- **PROBLEMAS PROPUESTOS**:
**a.** Reproduce el pasaje del texto sobre la lectura en la infancia que comienza con "El momento más" y continúa hasta "o cosas concretas.".
**b.** Responde con datos del texto sobre la lectura en la infancia:
(i) ¿En qué etapa de la vida se produce el momento más importante, y cuándo ocurre?
(ii) ¿En qué obra escribe Gabriel García Márquez del momento en que la humanidad se siente obligada a ponerles nombres a las cosas?
(iii) ¿Qué siente el niño cuando se oye leer?

El momento más importante de la vida de todos nosotros, hombres y mujeres, se produce en la infancia y es cuando ya nos ponemos a leer. Está el libro ahí al lado, un tebeo, una entrega de Star Wars o (antiguamente) El Capitán Trueno, se nos van los ojos ya adiestrados a entender las primeras letras, a componerlas hasta hacer palabras, y ya empezamos a leer. Al principio, diciendo las palabras en alto, para comprenderlas mejor; así entras en la musicalidad, que es uno de los valores de la palabra escrita, que es ritmo y también significado, música y, asimismo, hechos o cosas concretas.

Ese es el principio de la vida, en cierto sentido; Gabriel García Márquez escribe, en Cien años de soledad, del momento en que la humanidad se siente obligada a ponerle nombres a las cosas, a los descubrimientos, a las personas y a las flores; ese momento es, también, como el momento de leer. El niño está educado, ahora, en la contemplación automática de las máquinas, de los móviles que le requieren a sus madres o a sus padres; están enganchados, esa es la palabra, a lo que ya está dicho o hecho, y escuchan, se pasan los días y los meses escuchando lo que viene de lejos, de la oscura cavidad de los teléfonos inteligentes. Hasta que descubren los libros, las palabras que los estaban esperando para, esta vez sí, engancharse al ritmo mental, propio, de la escritura. Ese esfuerzo al que los convocan desde el libro es el que los pone a hablar en alto, diciendo palabra a palabra aquello que está escrito, que no está dicho por ningún actor desde ningún altavoz. El que lee es el niño, solo el niño, y es el niño el que se oye leer, y siente una felicidad infinita.

- **Entradas del conjunto de datos**:
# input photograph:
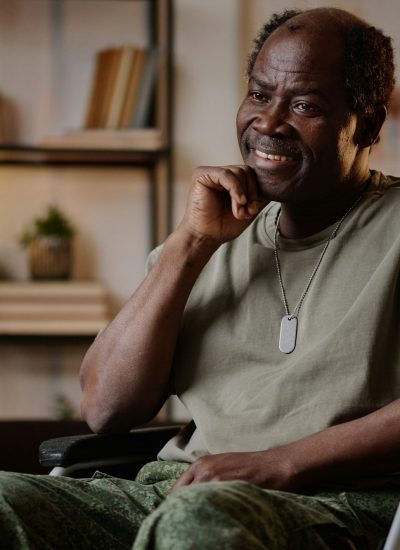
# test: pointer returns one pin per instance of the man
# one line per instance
(272, 311)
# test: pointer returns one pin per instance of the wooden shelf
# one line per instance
(53, 308)
(27, 154)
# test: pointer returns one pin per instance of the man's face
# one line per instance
(294, 127)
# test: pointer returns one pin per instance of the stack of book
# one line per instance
(118, 115)
(122, 88)
(53, 308)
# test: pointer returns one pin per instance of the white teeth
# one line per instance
(271, 157)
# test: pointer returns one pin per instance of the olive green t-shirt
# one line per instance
(242, 392)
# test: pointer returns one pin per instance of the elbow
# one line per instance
(110, 416)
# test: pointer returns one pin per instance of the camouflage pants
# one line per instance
(45, 513)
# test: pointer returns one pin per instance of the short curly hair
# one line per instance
(368, 64)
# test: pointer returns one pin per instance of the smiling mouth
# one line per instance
(270, 156)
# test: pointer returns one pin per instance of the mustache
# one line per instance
(274, 146)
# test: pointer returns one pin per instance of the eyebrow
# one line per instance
(293, 91)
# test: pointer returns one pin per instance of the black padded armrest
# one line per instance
(141, 444)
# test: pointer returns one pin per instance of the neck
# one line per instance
(299, 220)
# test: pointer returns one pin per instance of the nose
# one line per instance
(273, 120)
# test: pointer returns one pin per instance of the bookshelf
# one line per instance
(46, 145)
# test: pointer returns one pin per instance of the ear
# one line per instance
(370, 126)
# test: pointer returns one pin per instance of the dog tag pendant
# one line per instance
(288, 334)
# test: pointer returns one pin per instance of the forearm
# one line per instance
(368, 446)
(125, 373)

- **SOLUCIONES DEL EJERCICIO**:
**a.**
El momento más importante de la vida de todos nosotros, hombres y mujeres, se produce en la infancia y es cuando ya nos ponemos a leer. Está el libro ahí al lado, un tebeo, una entrega de Star Wars o (antiguamente) El Capitán Trueno, se nos van los ojos ya adiestrados a entender las primeras letras, a componerlas hasta hacer palabras, y ya empezamos a leer. Al principio, diciendo las palabras en alto, para comprenderlas mejor; así entras en la musicalidad, que es uno de los valores de la palabra escrita, que es ritmo y también significado, música y, asimismo, hechos o cosas concretas.

**b.**
(i) En la infancia, cuando ya nos ponemos a leer.
(ii) En Cien años de soledad.
(iii) Una felicidad infinita.